Stated goal >> Switch every "biggest" to "widest" in the part that opens with the line containing "of the side" and closes at the end of the items, and give that part again with all else unchanged.

Provided records >>
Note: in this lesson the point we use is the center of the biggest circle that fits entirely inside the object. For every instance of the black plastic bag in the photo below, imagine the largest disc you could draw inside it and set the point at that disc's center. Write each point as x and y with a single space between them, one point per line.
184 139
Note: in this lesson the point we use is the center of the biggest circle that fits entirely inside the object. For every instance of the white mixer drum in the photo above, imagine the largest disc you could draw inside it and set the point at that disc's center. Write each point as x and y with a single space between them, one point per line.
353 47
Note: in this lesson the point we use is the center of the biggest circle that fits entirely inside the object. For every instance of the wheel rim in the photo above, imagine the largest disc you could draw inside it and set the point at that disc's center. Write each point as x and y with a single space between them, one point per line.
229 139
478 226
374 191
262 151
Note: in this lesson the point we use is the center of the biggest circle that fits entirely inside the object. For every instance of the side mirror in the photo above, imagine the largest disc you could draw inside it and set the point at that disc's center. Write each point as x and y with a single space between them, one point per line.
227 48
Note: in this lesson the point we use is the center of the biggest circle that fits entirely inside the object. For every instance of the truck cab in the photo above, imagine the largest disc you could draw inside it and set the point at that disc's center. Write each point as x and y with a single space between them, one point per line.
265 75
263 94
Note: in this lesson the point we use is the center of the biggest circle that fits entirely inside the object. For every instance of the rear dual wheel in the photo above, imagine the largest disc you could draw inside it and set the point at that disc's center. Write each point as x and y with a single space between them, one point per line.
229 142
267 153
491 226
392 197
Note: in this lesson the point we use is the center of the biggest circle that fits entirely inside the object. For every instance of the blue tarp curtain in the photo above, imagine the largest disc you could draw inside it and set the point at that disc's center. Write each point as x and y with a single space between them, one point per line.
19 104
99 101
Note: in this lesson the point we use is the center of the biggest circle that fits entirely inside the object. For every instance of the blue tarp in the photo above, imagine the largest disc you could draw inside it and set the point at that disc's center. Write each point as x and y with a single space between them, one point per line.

The answer >>
Note: in this lesson the point we use is the center of the widest circle that fits entirely inside the object. For every instance of the side mirror in the photo above, imagine the largest disc you could draw inside it and set the point at that disc's center. Write each point as x and y with a single space between them, one point per line.
227 48
Note: in this lesson the point we use is the center of the widest circle that fits entirely inside the object. For every instance of the truck cab in the photo above, imagine the largest disc you could draw inside it and set the point at that disc's center. Write each point as x and y with a single space between them, one point per line.
265 75
263 94
Note: in this lesson the point we use is the center of the widest circle that fits entirely inside the object. For every instance of the rear dual wheel in the photo above, imagine the largest disc you could draw inside it and set the point at that disc's center. Write each point as x and y with a single space between them, one point per line.
229 142
267 153
491 226
392 197
Note: in this lesson the point we use is the center of the widest circle that fits entirely inside the object. For every instance of the blue tarp curtain in the photo above, imagine the largest disc you could draw inside it and set the point at that disc's center. Write each point as x and y with a single space between them, one point per line.
19 104
99 101
Note: in this lesson the point we use is the center of the widest circle that fits entirely inside the object. For every instance of the blue tarp in the photo above, imagine the largest disc you could draw inside it and set the point at that disc's center. Write each point as x and y with a single space between them, one point per line.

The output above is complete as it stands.